* Selected extract:
>>>

As for where I write, it's whatever computer I happen to be on at the time. I've even done some writing on my smartphone during a vacation when we didn't take any actual computers along (a poem that can be found over on the blue site came out of that, but I abandoned the Lush story that I worked on that way).
It all depends when the words flow. I go through long periods where my prose has all the beauty of see Dick run. In those periods everything I write soundes like a production report. Then I’ll have spurts that can last weeks when writing just comes easy. When that happens I can’t stay away from the page, and sometimes drive my wife crazy

The Wild Girl anthology need not be read in any order but does take place in the following timeframe

Wild at Heart- 1968. The story of Dani’s Great Aunt Evie.

https://www.lushstories.com/stories/first-time/wild-at-heart

Wild Oats. Part 1&2. -2021. Dani is 16 and sets her sights on her stepfather.

<<<

* How to complete this task:
In the note on writing habits, where does the writer say the writing gets done?

* Information shown:
>>>

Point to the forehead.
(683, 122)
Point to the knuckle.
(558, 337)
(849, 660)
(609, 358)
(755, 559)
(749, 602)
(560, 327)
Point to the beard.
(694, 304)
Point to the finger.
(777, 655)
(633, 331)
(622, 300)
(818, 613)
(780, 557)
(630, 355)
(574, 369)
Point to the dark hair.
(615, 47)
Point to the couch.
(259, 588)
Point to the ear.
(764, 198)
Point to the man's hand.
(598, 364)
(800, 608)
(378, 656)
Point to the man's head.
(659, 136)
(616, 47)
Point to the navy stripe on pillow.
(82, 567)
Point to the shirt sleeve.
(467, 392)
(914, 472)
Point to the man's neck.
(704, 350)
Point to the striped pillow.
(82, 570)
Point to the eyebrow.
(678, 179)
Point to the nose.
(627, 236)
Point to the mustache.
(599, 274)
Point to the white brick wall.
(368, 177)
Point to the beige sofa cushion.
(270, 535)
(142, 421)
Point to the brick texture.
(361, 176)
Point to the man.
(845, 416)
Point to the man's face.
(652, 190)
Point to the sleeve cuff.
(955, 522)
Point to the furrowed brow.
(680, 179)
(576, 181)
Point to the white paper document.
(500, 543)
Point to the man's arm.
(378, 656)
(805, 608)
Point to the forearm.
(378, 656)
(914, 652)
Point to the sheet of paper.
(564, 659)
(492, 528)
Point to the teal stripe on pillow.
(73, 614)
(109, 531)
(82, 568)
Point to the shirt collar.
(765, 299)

<<<

* Answer for the task:
On whatever computer the writer happens to be on at the time.